# Extracto de página
-------
Los casos de derechos humanos podrán definir la balanza política

Patricia Ochoa Vda. de Gabela pide justicia por el asesinato de su esposo.

El correísmo hizo de los derechos humanos un arma en la contienda política. Ahora, corren el riesgo de que esa misma creación sea usada en su contra. 

ANÁLISIS. El 3 de mayo de 2007, cuando no llevaba ni siquiera cuatro meses en su cargo, el entonces presidente Rafael Correa creó, mediante decreto ejecutivo, la llamada Comisión de la Verdad. Dicha institución —vagamente inspirada en iniciativas que se habían llevado a cabo en Centroamérica y en el Cono Sur— buscaba esclarecer supuestas violaciones a los derechos humanos acaecidas desde 1984 hasta entonces. Sin embargo, desde un inicio sus particulares características levantaron sospechas.
-------
# Datos registrados
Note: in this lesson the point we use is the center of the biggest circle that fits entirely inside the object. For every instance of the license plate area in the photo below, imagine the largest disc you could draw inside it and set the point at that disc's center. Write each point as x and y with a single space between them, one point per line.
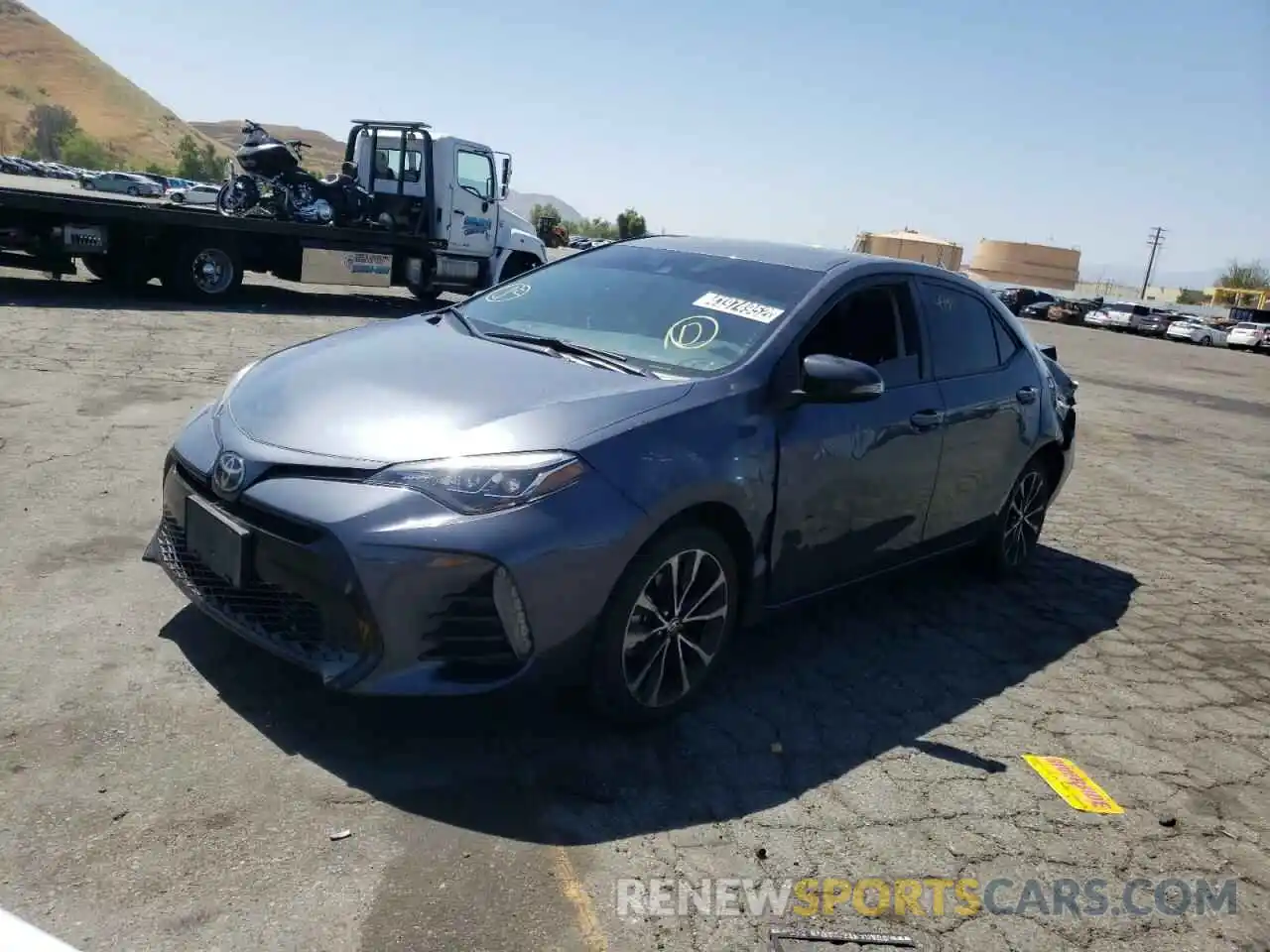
218 542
-------
# Ejercicio propuesto 1
Traduce al inglés esta oración del texto sobre los casos de derechos humanos: "El correísmo hizo de los derechos humanos un arma en la contienda política."
# Ejercicio propuesto 2
Prosigue el texto sobre los casos de derechos humanos a partir de su última oración.

# Respuesta del ejercicio 1
Correísmo turned human rights into a weapon in the political contest.

# Respuesta del ejercicio 2
En tanto Ecuador no había vivido una guerra civil o una dictadura que permitiera delimitar un periodo, resultó llamativa la elección de los años a ser investigados. Eso dejaba fuera una serie de actos de violencia política o estatal que jamás habían sido plenamente esclarecidos y sancionados, como los asesinatos de José Báez —el copiloto de un avión secuestrado en 1969—, del empresario Antonio Briz López, de Abdón Calderón Muñoz, del estudiante Patricio Herrmann o de Iván Egas —la víctima del caso ‘Jaula de los leones’, así como las muertes sin respuesta de Milton Reyes o de los trabajadores del ingenio Aztra, entre varios más.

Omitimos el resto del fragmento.